● Текст для чтения
========================

Тут еще надо понимать, что Володе все чаще приходилось отпрашиваться на съемки, на поездки за границу, на концерты. А Любимов подчеркивал, что Высоцкий — не особенный: «Вы не можете подводить театр…» И как-то создалась такая ситуация, что в январе 80-го года Володя написал заявление «о творческом отпуске» на год, которое Любимов сразу же взял и подписал. По Москве пошел слух, что Высоцкий покинул «Таганку». Хотя он еще что-то доигрывал и дело не было окончательно решено. Думаю, Володе все это очень тяжело давалось: театр он боготворил. А тут еще эта страшная авария...
1 января 1980 года мне позвонили. Это была одна знакомая, врач из Первой градской. Она сказала только одну фразу: «Приходи попить чаек…» Что на нашем языке означало: что-то случилось. Я пришла. Оказалось, что Высоцкий у них в больнице. Он вез товарищей, актера Севу Абдулова и своего администратора, с дачи в Москву. Погнал, как он это часто делал, без светофоров и перекрестков… И врезался в троллейбус на своем «Мерседесе». «Мерседес» этот был куплен с огромным трудом, уж сколько Володя концертов дал, чтобы накопить! Потом бесплатно пел для таможенников, чтобы разрешили завезти машину. И вот — не справился с управлением, влетел в троллейбус. Причем, поняв, что столкновение неизбежно, в последний момент бросил руль, чтобы прижать голову Абдулова к подлокотнику. Просто Володя вспомнил, что у того была травма головы и врачи предупредили: никаких сотрясений мозга. Все трое остались живы, хоть и попали в больницу. Но на Высоцкого завели дело. По этому поводу мне даже звонили «оттуда».
Расспрашивали, что я знаю об аварии. Я сделала вид, что ничего не понимаю: «А почему вы мне вообще звоните?» — «В записной книжке Высоцкого, которая осталась в машине, был ваш телефон». — «Ха! Мой телефон! Да меня вся Москва знает! Не помню никакого Высоцкого. Понятия не имею, откуда у него мой телефон». Но мне не очень-то поверили. После этого разговора мой домашний аппарат стали прослушивать. Об этом сообщил мне брат моей подруги, работавший в Министерстве связи. Сказал: «Эмма, по телефону не пой, у тебя голос плохой». Надо понимать, тогда прослушивали всех, кто был связан с Володей. Видимо, власти надоело терпеть его выходки и за него крепко взялись.

========================

● Исследуемые данные

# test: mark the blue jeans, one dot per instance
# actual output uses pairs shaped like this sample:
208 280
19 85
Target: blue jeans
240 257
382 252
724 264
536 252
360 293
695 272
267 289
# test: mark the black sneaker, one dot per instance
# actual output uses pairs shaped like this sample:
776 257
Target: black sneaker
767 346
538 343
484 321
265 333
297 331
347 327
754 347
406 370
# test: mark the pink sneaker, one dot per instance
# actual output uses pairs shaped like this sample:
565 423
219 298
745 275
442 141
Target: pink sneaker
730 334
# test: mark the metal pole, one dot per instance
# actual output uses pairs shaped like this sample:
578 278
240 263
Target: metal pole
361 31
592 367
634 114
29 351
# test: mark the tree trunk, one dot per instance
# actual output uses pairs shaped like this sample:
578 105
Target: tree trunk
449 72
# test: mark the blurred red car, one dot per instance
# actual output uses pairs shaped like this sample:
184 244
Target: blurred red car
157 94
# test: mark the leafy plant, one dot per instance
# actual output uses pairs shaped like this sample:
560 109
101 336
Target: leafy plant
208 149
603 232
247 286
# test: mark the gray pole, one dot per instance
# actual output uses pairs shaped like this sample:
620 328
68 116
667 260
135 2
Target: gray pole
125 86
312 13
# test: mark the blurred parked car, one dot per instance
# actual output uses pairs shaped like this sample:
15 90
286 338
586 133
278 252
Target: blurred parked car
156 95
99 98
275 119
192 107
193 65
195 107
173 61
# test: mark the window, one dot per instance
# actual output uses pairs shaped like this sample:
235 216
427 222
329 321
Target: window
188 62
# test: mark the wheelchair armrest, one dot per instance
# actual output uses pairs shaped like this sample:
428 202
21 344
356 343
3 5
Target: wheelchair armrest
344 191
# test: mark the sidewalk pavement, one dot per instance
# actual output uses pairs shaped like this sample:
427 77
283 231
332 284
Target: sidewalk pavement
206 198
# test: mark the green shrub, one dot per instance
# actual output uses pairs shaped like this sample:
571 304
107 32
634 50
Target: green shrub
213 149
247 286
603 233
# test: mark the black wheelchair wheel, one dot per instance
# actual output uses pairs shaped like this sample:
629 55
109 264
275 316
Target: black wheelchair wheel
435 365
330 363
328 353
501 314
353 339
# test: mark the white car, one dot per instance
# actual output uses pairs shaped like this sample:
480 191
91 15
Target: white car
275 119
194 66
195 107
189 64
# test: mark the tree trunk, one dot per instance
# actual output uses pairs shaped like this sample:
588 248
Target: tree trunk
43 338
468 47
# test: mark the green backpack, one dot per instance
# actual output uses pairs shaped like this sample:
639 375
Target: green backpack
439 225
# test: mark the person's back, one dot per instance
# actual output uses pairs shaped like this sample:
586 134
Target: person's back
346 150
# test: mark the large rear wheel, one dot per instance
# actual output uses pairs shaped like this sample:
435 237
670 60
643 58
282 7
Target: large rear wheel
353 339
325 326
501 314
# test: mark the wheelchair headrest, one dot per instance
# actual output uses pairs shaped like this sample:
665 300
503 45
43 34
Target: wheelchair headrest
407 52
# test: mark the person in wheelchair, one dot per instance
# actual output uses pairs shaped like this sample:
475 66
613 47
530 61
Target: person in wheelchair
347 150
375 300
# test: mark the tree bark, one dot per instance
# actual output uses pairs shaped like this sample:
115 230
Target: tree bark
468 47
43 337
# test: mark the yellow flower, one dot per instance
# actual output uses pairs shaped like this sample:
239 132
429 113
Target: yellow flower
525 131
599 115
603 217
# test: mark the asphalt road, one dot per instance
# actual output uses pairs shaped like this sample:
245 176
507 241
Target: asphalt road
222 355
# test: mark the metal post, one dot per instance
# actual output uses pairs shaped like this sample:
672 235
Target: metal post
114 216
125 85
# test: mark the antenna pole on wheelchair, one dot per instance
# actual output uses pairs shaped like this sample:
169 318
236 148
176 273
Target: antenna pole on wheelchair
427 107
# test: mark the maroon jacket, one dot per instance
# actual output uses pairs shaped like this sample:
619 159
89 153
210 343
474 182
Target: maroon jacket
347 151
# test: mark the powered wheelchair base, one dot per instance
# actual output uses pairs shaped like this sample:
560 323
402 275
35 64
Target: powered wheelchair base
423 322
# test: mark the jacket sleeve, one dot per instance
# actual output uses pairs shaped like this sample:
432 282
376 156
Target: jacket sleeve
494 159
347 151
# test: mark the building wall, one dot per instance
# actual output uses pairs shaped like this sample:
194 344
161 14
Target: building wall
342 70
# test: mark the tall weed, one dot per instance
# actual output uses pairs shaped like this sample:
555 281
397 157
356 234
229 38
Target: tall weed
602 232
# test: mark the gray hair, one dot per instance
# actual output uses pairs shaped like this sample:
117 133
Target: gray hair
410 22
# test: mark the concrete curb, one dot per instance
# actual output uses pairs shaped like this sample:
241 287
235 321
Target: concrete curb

========================

● Блок заданий
A - Переведите на английский язык предложение из текста о Высоцком: «Все трое остались живы, хоть и попали в больницу».
B - Допишите продолжение текста о Высоцком, начиная сразу после его последнего предложения.
Строки к работе с текстом отношения не имеют.

● Ответы к заданиям
A - All three survived, though they ended up in the hospital.

B -
В итоге суд присудил Высоцкому выплатить троллейбусному управлению стоимость ремонта — 27 рублей 25 копеек. А вот на ремонт «Мерседеса» понадобились сотни рублей — запчасти нужно было доставать за границей. Примерно в это же время Володю стали таскать еще и по «ижевскому делу», касающемуся «левых» концертов (именно тогда одного из Володиных администраторов посадили). Словом, у Высоцкого пошла черная полоса… Именно в тот момент у него появилась идея уехать «на полгодика» пожить в Америку. Он ведь там побывал и дал несколько концертов, которые имели среди наших эмигрантов большой успех.
В итоге Володя получил за каждое выступление по три тысячи долларов! То есть за неделю в Америке он заработал больше, чем за всю жизнь здесь. Кроме того, он воспринял Нью-Йорк как какой-то сказочный город XXI века, восхищался, мечтал о нем. Говорил, что поедет туда, сменит обстановку, вылечится, потому что врачи там очень хорошие. Помню, я подумала: а ведь про Марину в этих своих планах он уже не упоминает… Последний концерт мы с ним отработали весной 80-го года — в МИФИ. Туда и Булат пришел Володю слушать, и Белла… Публика принимала Высоцкого, как всегда, восторженно. Но я-то, прекрасно его знавшая, чувствовала: вот он поет, а на душе у него какая-то тяжесть. Думала, поговорю с ним после концерта, но Володя только совсем немного посидел с нами. Сказал, что Марина в Москве и как раз сегодня должна улетать в Париж, он должен проводить... Больше я его уже не видела.